Rewrite all of the items below as a numbered list, dropping any blank lines. Leave the pictures out of your answer.

(Excerpts from point annotation data)

★ ★ ★

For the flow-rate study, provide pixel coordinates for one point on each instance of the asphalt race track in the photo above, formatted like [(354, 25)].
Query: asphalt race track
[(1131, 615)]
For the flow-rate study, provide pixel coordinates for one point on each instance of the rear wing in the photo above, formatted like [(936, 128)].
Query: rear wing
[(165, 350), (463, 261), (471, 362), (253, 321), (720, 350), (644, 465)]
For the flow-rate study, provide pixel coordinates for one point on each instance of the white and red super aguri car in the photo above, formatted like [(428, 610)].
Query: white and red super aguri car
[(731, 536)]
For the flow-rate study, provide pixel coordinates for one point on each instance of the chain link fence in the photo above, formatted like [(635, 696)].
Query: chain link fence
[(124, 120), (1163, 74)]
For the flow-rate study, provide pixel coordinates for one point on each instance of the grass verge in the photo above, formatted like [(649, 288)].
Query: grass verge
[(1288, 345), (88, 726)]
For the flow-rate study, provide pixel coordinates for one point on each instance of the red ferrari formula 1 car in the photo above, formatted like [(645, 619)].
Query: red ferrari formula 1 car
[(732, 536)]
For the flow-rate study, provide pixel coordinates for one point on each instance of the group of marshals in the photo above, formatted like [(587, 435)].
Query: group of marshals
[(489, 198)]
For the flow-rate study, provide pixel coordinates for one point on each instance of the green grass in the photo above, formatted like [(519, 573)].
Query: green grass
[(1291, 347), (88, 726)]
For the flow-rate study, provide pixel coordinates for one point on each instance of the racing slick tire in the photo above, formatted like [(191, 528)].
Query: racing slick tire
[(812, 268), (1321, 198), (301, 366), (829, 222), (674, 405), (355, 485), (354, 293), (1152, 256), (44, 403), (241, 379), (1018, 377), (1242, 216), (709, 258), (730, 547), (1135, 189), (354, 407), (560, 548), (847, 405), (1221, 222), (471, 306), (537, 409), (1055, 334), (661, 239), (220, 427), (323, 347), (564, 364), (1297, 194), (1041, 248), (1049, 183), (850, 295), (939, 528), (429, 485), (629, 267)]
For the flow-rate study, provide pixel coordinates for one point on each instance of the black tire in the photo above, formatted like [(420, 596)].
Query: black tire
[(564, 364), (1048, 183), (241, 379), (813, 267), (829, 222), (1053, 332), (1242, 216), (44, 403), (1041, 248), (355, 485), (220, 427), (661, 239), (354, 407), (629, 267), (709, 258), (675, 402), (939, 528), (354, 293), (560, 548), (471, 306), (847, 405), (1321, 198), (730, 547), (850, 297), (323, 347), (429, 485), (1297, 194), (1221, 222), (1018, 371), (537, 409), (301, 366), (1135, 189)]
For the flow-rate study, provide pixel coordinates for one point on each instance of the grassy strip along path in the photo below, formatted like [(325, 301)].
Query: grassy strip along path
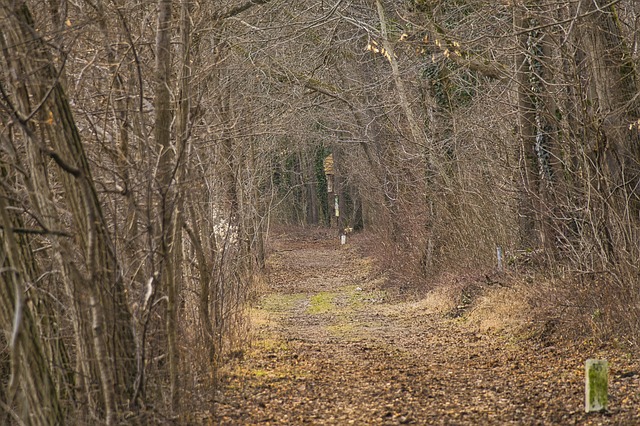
[(330, 348)]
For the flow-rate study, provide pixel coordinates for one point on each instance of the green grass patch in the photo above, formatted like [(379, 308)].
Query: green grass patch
[(281, 302)]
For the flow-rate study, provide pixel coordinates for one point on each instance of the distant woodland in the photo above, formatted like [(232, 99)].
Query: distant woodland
[(148, 148)]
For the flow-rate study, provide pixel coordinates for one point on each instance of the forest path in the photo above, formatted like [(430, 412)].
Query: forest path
[(329, 348)]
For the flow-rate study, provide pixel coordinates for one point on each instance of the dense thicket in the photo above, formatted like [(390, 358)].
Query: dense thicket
[(146, 147)]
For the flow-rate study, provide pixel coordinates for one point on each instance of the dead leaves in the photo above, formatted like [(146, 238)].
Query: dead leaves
[(400, 366)]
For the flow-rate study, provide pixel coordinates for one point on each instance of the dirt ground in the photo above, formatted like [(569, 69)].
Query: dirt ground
[(330, 346)]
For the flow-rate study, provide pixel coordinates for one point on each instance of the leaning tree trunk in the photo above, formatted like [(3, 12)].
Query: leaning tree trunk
[(102, 316)]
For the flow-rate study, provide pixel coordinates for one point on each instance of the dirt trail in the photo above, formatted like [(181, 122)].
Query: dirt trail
[(329, 348)]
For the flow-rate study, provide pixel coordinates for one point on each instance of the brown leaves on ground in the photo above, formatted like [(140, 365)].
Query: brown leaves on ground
[(330, 349)]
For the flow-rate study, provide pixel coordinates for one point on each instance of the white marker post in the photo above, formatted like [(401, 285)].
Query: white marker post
[(596, 376)]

★ ★ ★

▶ _Reply_
1. For the flow-rate study, provide pixel coordinates for one point on each instance of the asphalt race track in the photo above, formatted like [(354, 25)].
2. Query: asphalt race track
3. [(1131, 615)]
4. For the flow-rate study, provide pixel coordinates for one point on each instance of the rear wing in the photo above, formatted like [(936, 128)].
5. Query: rear wing
6. [(165, 350), (463, 261), (471, 362), (253, 321), (720, 350), (644, 465)]
7. For the flow-rate study, provide pixel coordinates for one point on each instance of the white and red super aguri car in the photo above, formatted like [(428, 610)].
8. Query: white and red super aguri car
9. [(731, 536)]
10. For the flow-rate study, provide pixel coordinates for one point on each instance of the chain link fence in the photo above, formatted like [(635, 696)].
11. Query: chain link fence
12. [(124, 120), (1163, 74)]
13. For the flow-rate study, provide pixel coordinates for one point on each instance of the grass verge in the photo above, formatted like [(649, 288)].
14. Query: grass verge
15. [(1288, 345), (88, 726)]
16. For the flow-rate study, provide pixel coordinates for one point on each instance of the red ferrari formula 1 car in the photo above, formatted like [(645, 619)].
17. Query: red ferrari formula 1 car
18. [(732, 536)]
19. For the flow-rate study, provide pixel coordinates for one point on each instance of the group of marshals in the photo above, formatted like [(587, 435)].
20. Query: group of marshals
21. [(489, 198)]
22. For the flow-rate study, provide pixel coordinates for one point on each instance of the green grass in the photo above, formatted like [(519, 573)].
23. Query: green grass
24. [(1291, 347), (88, 726)]
25. For the flow-rate study, provide pixel coordinates for one point on each instance of the racing slick tire in the photo above, formatted like [(191, 528)].
26. Query: racing slick tire
27. [(812, 268), (1321, 198), (301, 366), (829, 222), (674, 405), (355, 485), (354, 293), (1152, 256), (44, 403), (241, 379), (1018, 377), (1242, 216), (709, 258), (730, 547), (1135, 189), (354, 407), (560, 548), (847, 405), (1221, 222), (471, 306), (537, 409), (1055, 334), (661, 239), (220, 427), (323, 347), (564, 364), (1297, 194), (1041, 248), (1049, 183), (850, 295), (939, 528), (429, 485), (629, 267)]
28. For the flow-rate study, provide pixel coordinates for one point on each instance of the black tire in the photo above, formatted like [(420, 596)].
29. Query: black tire
30. [(564, 364), (1048, 183), (241, 379), (813, 267), (829, 222), (1053, 332), (1242, 216), (44, 403), (1041, 248), (355, 485), (220, 427), (661, 239), (354, 407), (629, 267), (709, 258), (675, 402), (939, 528), (354, 293), (560, 548), (471, 306), (847, 405), (1321, 198), (730, 547), (850, 297), (323, 347), (429, 485), (1297, 194), (1221, 222), (1018, 371), (537, 409), (301, 366), (1135, 189)]
31. For the flow-rate study, provide pixel coordinates for one point on each instance of the grassy strip along path in the photo below, formatted like [(325, 301)].
32. Query: grassy strip along path
33. [(330, 348)]
34. For the flow-rate study, provide pixel coordinates for one point on each instance of the green grass patch in the photo above, formatted like [(379, 308)].
35. Query: green grass patch
36. [(281, 302)]
37. For the flow-rate study, provide pixel coordinates for one point on each instance of the distant woodland in the photo above, formatted like [(232, 99)].
38. Query: distant woodland
39. [(148, 148)]
40. For the flow-rate study, provide pixel coordinates for one point on each instance of the forest path in the photo above, formatted like [(430, 412)].
41. Query: forest path
42. [(329, 348)]
43. For the flow-rate study, provide pixel coordinates for one point on each instance of the dense thicket in the photo above, formatted like [(390, 358)].
44. Query: dense thicket
45. [(146, 147)]
46. For the flow-rate study, provide pixel coordinates for one point on each instance of the dead leaves in the photo above, formatted like [(146, 238)].
47. Query: dead leaves
48. [(400, 366)]
49. For the flow-rate study, provide pixel coordinates for one point on each instance of the dirt ground in the photo above, formatted like [(569, 69)].
50. Query: dirt ground
51. [(330, 346)]
52. For the flow-rate study, provide pixel coordinates for one point on each instance of the leaning tree trunk in the photo above, formatted like [(3, 12)].
53. Query: leaning tree trunk
54. [(102, 316)]
55. For the flow-rate study, provide pixel coordinates for one point on each instance of the dirt trail in the photo above, formatted like [(181, 122)].
56. Query: dirt trail
57. [(329, 348)]
58. For the flow-rate study, provide pixel coordinates for one point on each instance of the brown leaves on ground in the photo above, formatted like [(140, 365)].
59. Query: brown leaves on ground
60. [(330, 349)]
61. For the flow-rate study, provide pixel coordinates for one point on each instance of the white marker post in the photo above, formatted like [(401, 285)].
62. Query: white marker post
63. [(596, 376)]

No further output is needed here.